- [Work instructions] Pull out each line in the records below that contains the word "kitten", copying it unchanged.

- [Material for the task]
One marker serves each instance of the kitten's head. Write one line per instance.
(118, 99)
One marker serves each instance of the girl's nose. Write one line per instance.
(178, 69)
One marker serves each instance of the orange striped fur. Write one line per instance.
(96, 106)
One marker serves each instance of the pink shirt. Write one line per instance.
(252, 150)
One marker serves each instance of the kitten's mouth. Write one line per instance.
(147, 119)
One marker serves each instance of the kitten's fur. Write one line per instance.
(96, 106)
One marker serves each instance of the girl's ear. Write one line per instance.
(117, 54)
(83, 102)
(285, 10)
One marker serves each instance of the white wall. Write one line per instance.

---

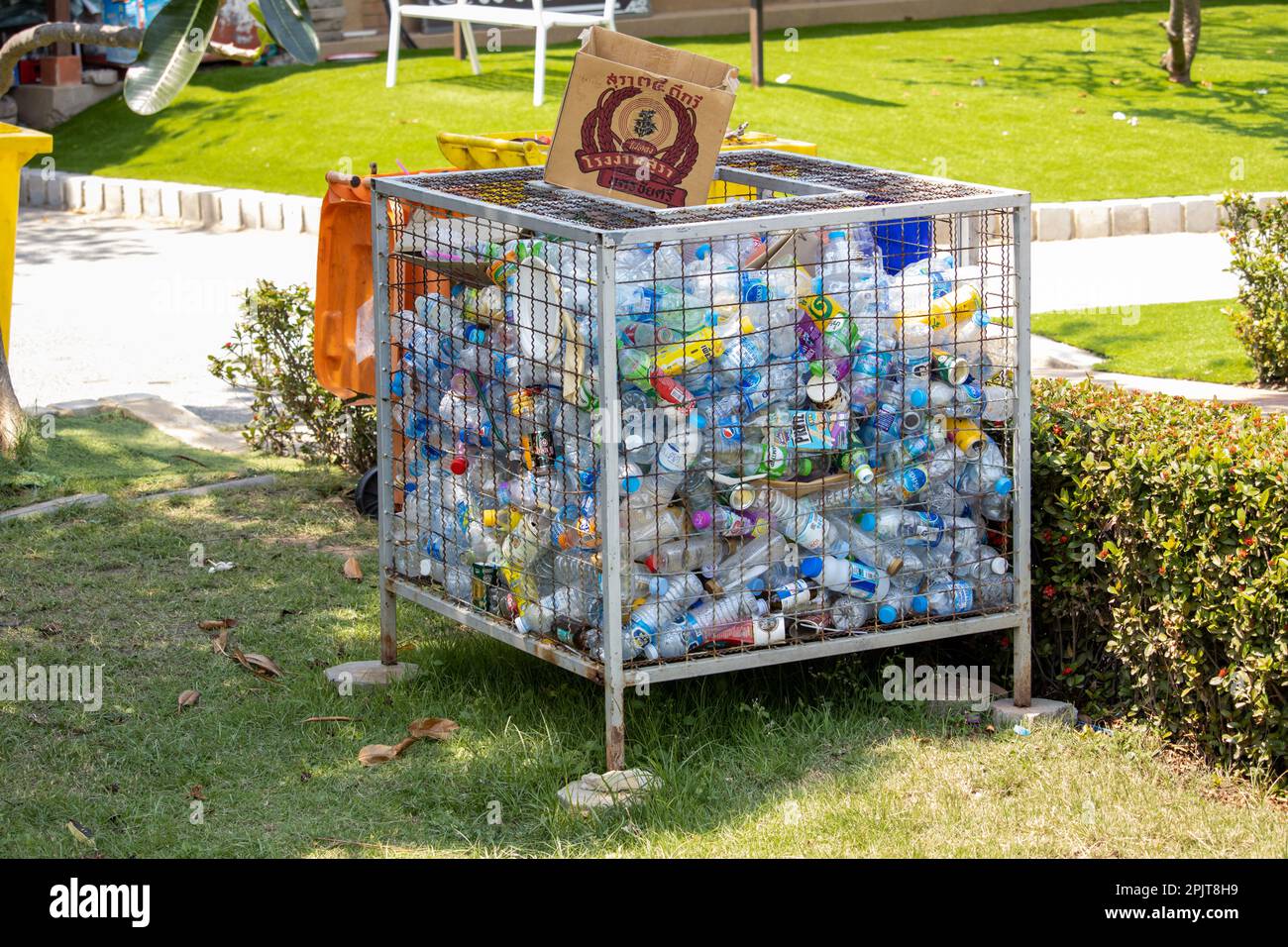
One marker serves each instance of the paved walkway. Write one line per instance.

* * *

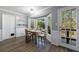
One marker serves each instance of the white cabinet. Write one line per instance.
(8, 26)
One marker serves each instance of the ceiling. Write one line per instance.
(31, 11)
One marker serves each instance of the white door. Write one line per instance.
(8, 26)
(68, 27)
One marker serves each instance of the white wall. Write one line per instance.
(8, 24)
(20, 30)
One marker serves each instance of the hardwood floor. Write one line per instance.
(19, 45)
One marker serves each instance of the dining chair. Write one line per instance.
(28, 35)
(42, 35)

- [Output]
One marker serves each instance of the kitten's head. Write one line per instance.
One marker serves each instance of the kitten's mouth. Write one line per instance.
One marker serves each instance of the kitten's fur. Write one line per instance.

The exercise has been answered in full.